◆ **WHAT NEEDS TO BE DONE**:
Could you print the stretch of lines below from the one with "Your task: a point for each instance of the number" through the one with "Your task: a point for each instance of the blue", exactly as they stand and without any pictures?

◆ **LISTED ENTRIES**:

#####

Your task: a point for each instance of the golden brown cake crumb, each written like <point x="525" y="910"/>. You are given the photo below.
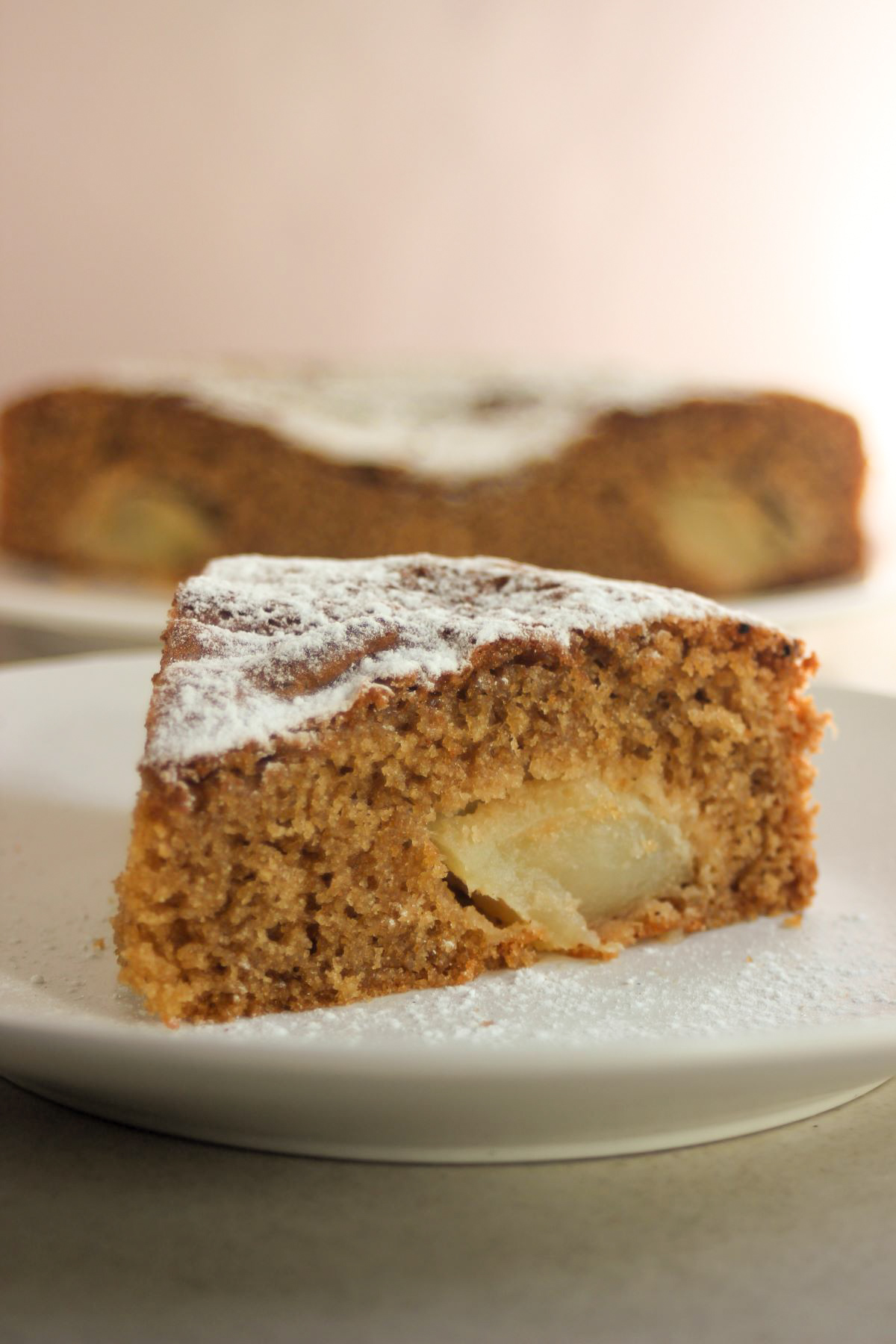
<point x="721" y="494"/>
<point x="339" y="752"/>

#####

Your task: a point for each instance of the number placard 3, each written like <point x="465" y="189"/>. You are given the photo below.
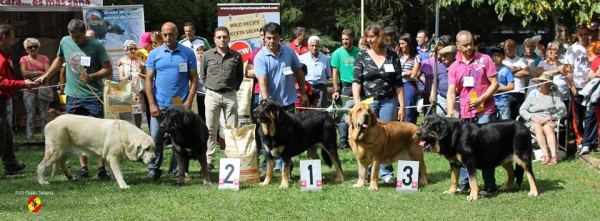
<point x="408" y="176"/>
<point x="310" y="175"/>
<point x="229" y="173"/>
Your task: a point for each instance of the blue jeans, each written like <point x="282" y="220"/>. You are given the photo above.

#####

◆ **YOUR SOLUTION**:
Your task: a point for each instance of the number placard 3, each written like <point x="465" y="189"/>. You are given the photo below.
<point x="408" y="176"/>
<point x="310" y="175"/>
<point x="229" y="173"/>
Your task: a point for each instance of the blue jeans, each written like <point x="282" y="220"/>. You are given the photo above.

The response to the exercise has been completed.